Task set:
a - According to the catheter text, how long can an MLC measure?
b - Translate this sentence from the catheter text into Spanish: "A catheter is a tube that is inserted into a vein."
c - Copy the part of the catheter text that opens with the words containing "A catheter is" and closes with "entering the heart.".

Selected excerpt:

In a few weeks, I will be undergoing my third home bronchial cleansing. All in all, I appreciate receiving my antibiotics intravenously at home. My only real problem is the frailty of my veins. Every three or four days I must go to the hospital to have a new short catheter (Jelco) inserted. For my next home treatment, my doctor suggests that I use a peripherally inserted catheter, or percutaneous catheter. Could you explain what a peripherally inserted catheter is, how it is inserted and whether there are any risks involved? Finally, do you think that the prolonged use of a peripherally inserted catheter would add to the deterioration of my veins?
A catheter is a tube that is inserted into a vein. The longer, peripherally inserted catheter is not very different from the commonly used short Jelco catheter. However, the difference in length is a major one. There are two kinds of long catheters: the MLC or midline catheter, and the PICC or peripherally inserted central catheter. The MLC measures up to 20 cm and its tip reaches from the point of insertion up to the shoulder. The PICC is longer and its tip extends to the superior vena cava, the central vein entering the heart.

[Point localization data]
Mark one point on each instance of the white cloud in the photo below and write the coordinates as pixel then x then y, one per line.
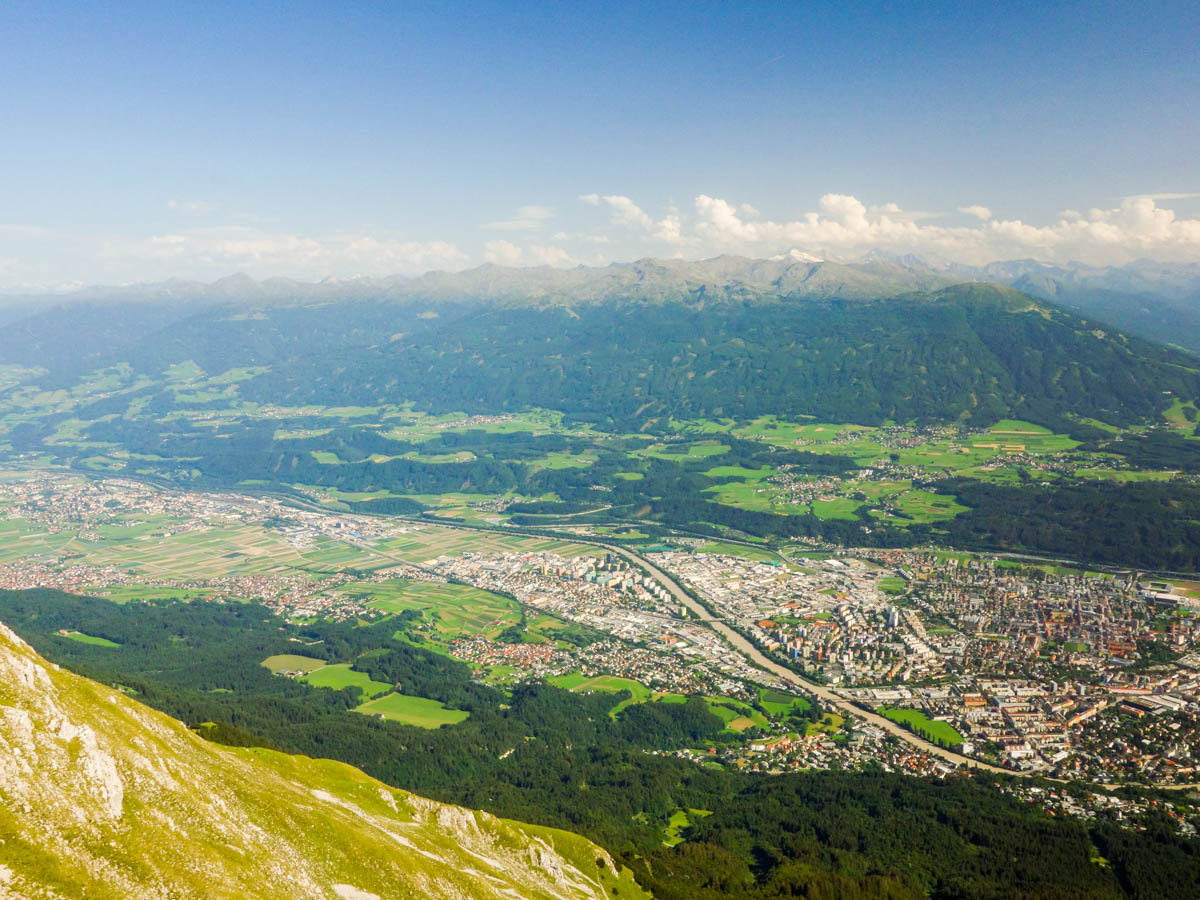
pixel 1163 196
pixel 502 252
pixel 526 219
pixel 843 223
pixel 981 213
pixel 550 256
pixel 215 251
pixel 627 213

Solutions to the tasks:
a - Up to 20 cm.

b - Un catéter es un tubo que se inserta en una vena.

c -
A catheter is a tube that is inserted into a vein. The longer, peripherally inserted catheter is not very different from the commonly used short Jelco catheter. However, the difference in length is a major one. There are two kinds of long catheters: the MLC or midline catheter, and the PICC or peripherally inserted central catheter. The MLC measures up to 20 cm and its tip reaches from the point of insertion up to the shoulder. The PICC is longer and its tip extends to the superior vena cava, the central vein entering the heart.